==== Entries provided ====
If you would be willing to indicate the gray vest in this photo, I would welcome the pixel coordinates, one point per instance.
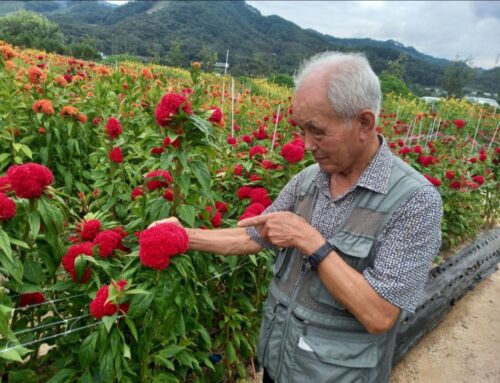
(306, 335)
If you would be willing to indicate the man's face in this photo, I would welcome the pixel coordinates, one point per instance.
(334, 145)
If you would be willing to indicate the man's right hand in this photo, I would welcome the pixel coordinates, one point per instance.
(166, 220)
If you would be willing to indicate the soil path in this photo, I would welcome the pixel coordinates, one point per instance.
(464, 347)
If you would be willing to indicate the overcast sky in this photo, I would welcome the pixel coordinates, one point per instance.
(445, 29)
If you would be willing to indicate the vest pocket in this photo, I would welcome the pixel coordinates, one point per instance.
(335, 359)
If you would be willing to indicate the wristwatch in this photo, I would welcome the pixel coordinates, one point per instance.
(314, 260)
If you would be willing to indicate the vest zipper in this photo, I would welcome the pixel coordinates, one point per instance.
(304, 269)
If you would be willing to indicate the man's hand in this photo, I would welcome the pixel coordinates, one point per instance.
(286, 229)
(166, 220)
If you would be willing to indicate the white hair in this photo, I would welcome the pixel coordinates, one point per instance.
(353, 86)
====
### Exercise goal
From the first line to the last, transcribe the listing exactly; skip the pictures.

### Expected answer
If you would be willing to indicate the gray vest in this photo, I would welcome the pixel coordinates, one point per instance.
(306, 335)
If you would be willing to indicate the man's face in this photo, I would welcome the pixel coordinates, one point per instance.
(334, 145)
If you would be willing to indicate the man's right hand in this photo, I would welcome the pixel coordinates, one point per instance.
(166, 220)
If you would be willing to indicate the soil path in this photo, I would welcome the pixel coordinates, one point per instance.
(464, 347)
If you would be willing to indicate the overcast sky in this photo, I would welcome the pixel coordinates, one point per instance.
(445, 29)
If you would be willing to indicate the vest pocket in this photo, I would welcome the pixel coordinates, one point per instance.
(335, 359)
If you would be willing to indicate the wristwatch in this photo, I would welcome the pixel coordinates, one point per instance.
(314, 260)
If you would be willing to indicate the vest zipper in this photo, I would welcome the pixel coordinates, one point per instance.
(304, 269)
If you would be willing to indicate the man's hand in this photo, I would welcome the pixel coordinates, one point per instance.
(286, 229)
(166, 220)
If you would be willing to indicate the white hair in this photo, I would welcome the pixel coordinates, one point per instance.
(353, 86)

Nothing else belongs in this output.